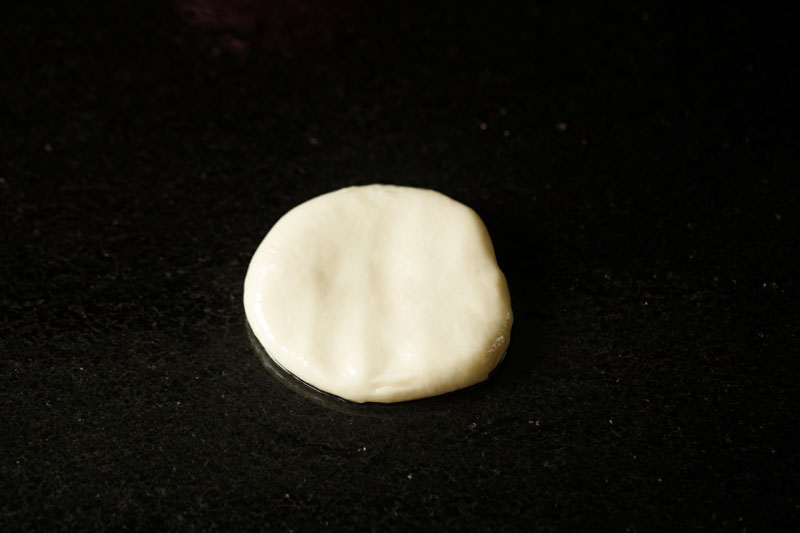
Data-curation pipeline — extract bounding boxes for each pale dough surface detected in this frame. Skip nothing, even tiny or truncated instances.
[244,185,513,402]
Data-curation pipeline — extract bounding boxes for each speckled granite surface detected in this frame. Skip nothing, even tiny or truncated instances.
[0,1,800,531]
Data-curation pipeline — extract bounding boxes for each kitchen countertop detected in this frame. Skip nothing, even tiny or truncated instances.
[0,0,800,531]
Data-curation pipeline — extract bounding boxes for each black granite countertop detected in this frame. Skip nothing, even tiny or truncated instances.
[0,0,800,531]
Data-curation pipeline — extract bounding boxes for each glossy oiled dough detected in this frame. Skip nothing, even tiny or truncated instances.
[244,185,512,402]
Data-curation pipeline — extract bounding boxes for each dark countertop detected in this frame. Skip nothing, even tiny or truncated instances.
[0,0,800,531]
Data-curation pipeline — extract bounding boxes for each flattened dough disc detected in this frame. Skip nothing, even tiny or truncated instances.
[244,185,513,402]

________________

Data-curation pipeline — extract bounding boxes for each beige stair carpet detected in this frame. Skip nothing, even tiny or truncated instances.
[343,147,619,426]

________________

• [What is needed]: Rewrite everything from the line containing "Data-curation pipeline — extract bounding boxes for each pale" down to the line containing "[0,1,800,531]", putting "partially cut off" in place of "truncated" and leaving the rest unchanged.

• [Written reply]:
Data-curation pipeline — extract bounding boxes for each pale dough surface detected in this frame. Skip nothing, even tiny or partially cut off instances.
[244,185,513,402]
Data-curation pipeline — extract bounding boxes for each speckled granite surface detected in this frame. Skip nothing, even tiny or partially cut off instances.
[0,1,800,531]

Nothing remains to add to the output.